TASK PROMPT »
Copy each line from the listing below where the word "rear" shows up.

_ _ _

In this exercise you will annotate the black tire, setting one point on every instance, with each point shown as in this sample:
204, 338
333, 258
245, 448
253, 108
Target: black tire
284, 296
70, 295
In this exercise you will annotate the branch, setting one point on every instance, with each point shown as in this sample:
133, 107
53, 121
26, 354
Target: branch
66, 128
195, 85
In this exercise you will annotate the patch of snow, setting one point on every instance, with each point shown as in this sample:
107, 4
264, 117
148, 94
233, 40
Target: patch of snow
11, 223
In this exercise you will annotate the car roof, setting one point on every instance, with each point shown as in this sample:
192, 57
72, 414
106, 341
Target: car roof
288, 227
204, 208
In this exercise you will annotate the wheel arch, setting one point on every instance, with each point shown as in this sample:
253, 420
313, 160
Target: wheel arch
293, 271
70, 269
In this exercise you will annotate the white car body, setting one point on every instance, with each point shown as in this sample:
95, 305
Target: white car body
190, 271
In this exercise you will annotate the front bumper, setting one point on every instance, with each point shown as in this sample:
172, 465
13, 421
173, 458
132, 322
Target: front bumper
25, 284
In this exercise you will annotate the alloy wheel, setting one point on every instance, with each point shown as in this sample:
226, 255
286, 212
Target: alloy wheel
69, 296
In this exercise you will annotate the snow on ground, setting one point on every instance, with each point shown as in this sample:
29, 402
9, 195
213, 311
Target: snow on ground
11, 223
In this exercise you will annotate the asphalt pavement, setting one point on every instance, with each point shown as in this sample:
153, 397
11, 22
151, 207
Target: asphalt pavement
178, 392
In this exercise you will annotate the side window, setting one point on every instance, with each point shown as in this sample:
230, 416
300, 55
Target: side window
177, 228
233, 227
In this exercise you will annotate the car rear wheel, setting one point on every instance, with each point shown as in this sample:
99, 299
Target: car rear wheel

_ _ _

OUTPUT FOR THIS EXERCISE »
In this exercise you will annotate the car rear wheel, setting one point on every instance, with each point shown as in this sample:
Target: car rear wheel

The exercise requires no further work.